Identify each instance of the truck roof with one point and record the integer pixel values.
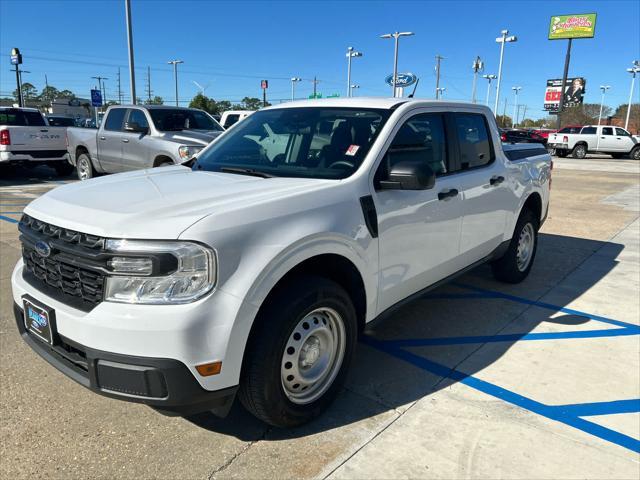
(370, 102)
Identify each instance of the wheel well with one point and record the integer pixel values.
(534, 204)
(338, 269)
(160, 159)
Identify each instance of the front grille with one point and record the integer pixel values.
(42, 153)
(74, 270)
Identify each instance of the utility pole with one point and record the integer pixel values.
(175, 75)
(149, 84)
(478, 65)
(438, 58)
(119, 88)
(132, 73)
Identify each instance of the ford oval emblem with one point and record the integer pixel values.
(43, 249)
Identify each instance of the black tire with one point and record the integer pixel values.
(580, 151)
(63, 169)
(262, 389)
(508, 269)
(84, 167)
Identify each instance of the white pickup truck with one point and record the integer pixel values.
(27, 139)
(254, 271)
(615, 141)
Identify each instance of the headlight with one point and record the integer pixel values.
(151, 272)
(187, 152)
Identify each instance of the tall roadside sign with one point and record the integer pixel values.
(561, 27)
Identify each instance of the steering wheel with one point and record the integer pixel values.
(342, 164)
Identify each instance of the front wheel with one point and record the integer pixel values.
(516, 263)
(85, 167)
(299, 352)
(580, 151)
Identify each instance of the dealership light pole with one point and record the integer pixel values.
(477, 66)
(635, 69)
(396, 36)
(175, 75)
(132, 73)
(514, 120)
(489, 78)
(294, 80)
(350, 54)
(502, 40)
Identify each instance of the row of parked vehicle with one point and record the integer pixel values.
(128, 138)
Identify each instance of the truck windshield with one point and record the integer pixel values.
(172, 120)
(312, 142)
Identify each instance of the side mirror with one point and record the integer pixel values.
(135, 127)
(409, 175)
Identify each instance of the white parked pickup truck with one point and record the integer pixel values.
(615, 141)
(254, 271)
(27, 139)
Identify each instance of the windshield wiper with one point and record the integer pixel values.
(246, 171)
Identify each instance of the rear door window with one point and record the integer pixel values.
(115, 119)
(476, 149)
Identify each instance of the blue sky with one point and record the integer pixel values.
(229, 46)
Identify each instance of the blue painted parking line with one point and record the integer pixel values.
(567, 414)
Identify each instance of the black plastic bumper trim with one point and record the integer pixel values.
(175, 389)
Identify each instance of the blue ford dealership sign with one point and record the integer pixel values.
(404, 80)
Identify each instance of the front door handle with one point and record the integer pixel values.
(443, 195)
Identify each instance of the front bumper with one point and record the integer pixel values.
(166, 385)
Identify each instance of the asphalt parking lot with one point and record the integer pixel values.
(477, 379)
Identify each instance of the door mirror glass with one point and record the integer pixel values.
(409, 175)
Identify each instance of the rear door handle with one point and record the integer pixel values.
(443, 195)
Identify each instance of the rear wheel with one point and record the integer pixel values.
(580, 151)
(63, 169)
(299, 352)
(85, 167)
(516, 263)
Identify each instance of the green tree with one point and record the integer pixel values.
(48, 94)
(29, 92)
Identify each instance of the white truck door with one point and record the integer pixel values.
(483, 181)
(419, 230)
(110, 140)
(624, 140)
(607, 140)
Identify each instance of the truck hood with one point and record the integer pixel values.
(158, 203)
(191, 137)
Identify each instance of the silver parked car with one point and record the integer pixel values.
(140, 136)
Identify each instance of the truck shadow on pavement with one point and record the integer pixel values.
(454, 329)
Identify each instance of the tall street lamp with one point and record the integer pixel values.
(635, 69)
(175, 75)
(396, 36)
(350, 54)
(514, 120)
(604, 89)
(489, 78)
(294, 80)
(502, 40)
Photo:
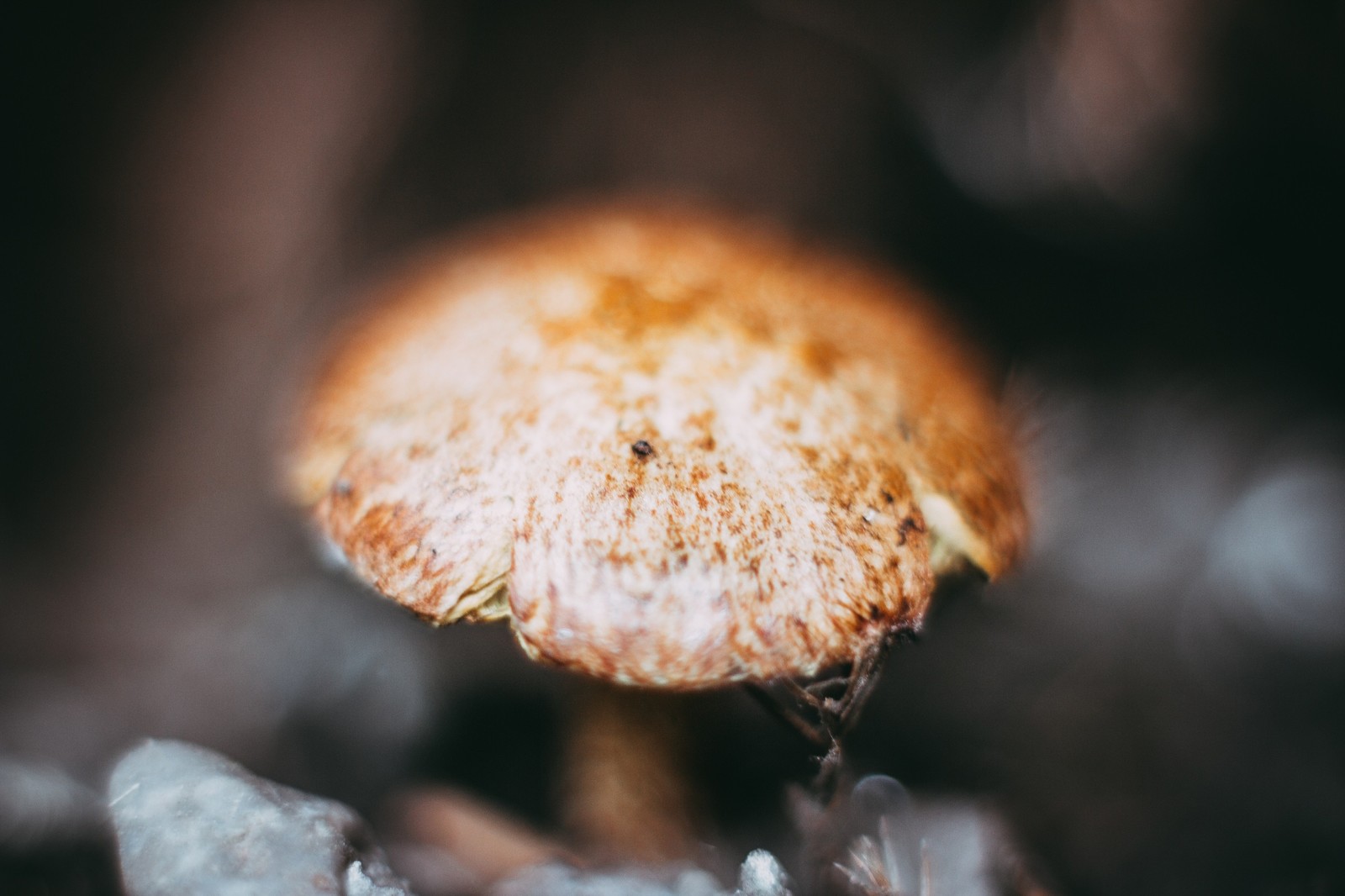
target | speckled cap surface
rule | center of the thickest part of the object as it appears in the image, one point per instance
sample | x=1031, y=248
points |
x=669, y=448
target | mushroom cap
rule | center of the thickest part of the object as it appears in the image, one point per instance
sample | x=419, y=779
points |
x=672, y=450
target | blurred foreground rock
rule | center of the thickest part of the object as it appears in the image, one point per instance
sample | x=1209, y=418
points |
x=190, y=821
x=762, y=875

---

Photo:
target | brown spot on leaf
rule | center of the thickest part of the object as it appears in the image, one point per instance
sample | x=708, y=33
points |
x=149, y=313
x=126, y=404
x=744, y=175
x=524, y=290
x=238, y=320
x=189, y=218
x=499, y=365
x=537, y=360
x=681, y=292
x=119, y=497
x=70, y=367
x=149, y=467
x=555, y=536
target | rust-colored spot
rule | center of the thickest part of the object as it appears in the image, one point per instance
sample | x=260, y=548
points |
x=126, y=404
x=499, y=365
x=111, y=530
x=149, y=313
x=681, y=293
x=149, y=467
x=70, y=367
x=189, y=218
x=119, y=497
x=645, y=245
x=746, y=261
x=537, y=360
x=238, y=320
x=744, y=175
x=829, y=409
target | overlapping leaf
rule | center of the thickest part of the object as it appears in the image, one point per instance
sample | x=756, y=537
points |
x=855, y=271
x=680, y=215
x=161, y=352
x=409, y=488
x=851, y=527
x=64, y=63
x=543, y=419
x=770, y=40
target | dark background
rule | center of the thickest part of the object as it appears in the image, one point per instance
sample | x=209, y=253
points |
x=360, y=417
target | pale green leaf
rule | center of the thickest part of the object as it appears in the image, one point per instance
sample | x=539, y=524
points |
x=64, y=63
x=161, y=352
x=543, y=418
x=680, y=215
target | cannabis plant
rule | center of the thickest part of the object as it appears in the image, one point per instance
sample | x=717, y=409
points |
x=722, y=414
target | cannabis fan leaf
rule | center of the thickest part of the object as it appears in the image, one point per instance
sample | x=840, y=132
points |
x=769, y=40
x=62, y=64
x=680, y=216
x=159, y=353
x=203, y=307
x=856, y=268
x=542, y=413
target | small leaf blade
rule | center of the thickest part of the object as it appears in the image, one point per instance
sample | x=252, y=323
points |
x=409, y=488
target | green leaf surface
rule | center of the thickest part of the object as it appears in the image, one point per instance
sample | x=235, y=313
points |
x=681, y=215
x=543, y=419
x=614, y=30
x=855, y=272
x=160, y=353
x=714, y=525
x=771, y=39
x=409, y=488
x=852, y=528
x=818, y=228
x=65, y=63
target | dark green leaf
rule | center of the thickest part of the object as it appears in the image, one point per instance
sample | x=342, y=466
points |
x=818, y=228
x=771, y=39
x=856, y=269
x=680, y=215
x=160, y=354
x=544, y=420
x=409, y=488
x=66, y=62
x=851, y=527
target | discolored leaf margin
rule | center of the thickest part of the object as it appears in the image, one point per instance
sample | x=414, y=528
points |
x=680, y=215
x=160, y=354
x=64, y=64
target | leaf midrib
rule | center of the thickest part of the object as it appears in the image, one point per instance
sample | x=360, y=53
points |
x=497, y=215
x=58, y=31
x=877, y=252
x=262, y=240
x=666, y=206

Work instructions — Your task is to copy each line of the listing that holds the word "spot".

Task result —
target | brown spot on leaf
target | rust-colored spot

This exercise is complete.